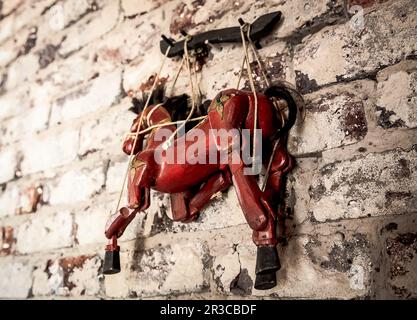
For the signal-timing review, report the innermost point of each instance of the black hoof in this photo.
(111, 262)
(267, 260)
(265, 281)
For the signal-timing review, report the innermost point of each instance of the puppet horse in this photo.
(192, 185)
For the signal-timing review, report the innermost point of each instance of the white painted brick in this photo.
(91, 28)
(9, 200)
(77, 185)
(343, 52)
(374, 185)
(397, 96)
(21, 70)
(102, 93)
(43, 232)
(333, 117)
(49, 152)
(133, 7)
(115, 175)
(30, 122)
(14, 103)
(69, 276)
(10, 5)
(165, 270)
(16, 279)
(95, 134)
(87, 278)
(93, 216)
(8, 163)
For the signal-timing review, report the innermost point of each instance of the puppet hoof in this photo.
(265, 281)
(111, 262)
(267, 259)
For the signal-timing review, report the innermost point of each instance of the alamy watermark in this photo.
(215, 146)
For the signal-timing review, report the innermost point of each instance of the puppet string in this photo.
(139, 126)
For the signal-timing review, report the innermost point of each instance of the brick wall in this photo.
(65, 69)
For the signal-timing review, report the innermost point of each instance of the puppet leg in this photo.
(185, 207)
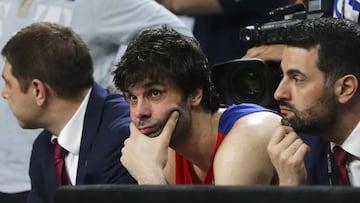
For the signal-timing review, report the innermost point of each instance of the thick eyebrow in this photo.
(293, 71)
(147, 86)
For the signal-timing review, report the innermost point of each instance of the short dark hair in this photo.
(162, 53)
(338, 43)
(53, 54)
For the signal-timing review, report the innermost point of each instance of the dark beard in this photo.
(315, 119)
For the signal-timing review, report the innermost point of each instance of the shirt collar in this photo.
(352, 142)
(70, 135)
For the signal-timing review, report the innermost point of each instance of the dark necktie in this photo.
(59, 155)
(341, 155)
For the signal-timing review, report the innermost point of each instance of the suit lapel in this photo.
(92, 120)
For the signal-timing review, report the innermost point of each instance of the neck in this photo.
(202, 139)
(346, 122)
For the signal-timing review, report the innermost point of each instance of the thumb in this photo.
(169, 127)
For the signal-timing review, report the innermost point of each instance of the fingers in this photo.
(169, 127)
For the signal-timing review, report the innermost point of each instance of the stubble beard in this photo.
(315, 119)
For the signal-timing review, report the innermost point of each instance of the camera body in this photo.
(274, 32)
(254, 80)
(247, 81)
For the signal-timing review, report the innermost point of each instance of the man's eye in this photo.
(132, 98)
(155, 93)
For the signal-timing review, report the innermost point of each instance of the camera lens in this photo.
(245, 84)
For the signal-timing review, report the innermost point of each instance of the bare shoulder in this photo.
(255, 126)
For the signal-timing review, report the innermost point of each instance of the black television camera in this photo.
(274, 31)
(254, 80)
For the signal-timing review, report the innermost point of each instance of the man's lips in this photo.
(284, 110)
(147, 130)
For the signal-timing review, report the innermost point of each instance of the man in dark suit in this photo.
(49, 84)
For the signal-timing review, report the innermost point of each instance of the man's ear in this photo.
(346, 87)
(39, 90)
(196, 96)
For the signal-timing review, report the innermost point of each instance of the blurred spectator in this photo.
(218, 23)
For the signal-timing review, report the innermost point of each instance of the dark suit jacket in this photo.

______

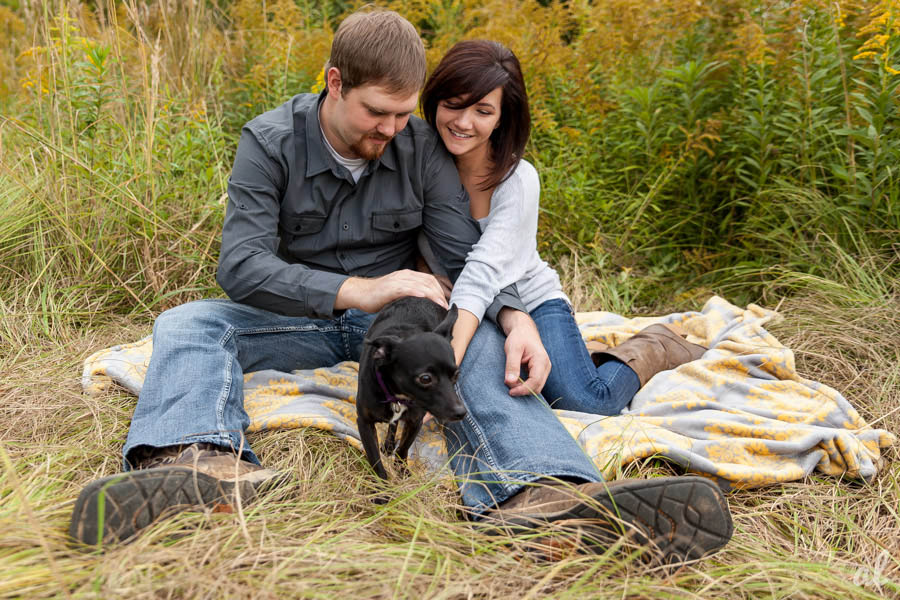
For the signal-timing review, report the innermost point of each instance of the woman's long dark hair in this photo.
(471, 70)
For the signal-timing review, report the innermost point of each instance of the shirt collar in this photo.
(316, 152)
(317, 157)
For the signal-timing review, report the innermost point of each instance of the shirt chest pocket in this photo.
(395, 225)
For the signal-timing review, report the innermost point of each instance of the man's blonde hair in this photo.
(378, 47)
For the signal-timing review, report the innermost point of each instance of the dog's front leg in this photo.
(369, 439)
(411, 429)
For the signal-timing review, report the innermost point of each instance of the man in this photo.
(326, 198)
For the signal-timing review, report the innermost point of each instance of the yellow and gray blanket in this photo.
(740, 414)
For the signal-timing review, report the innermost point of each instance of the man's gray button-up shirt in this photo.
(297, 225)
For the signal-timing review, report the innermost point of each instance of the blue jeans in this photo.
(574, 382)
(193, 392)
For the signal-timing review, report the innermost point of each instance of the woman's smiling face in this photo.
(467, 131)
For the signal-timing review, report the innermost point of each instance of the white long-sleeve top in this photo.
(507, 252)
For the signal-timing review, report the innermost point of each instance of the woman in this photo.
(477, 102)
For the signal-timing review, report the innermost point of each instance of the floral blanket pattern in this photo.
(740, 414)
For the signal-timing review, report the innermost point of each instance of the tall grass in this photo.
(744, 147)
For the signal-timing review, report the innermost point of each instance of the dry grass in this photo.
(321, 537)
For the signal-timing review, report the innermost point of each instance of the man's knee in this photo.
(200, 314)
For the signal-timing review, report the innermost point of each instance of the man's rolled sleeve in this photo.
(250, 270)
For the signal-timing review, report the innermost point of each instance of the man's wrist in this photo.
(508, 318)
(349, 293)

______

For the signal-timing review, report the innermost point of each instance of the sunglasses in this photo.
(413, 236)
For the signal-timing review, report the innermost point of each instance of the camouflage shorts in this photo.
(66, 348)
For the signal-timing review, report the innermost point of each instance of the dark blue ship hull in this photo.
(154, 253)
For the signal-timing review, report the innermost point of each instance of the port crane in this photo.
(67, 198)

______

What to produce: State how many rows above contain the string "blanket", with case counting, and give only that number.

Written solution: 2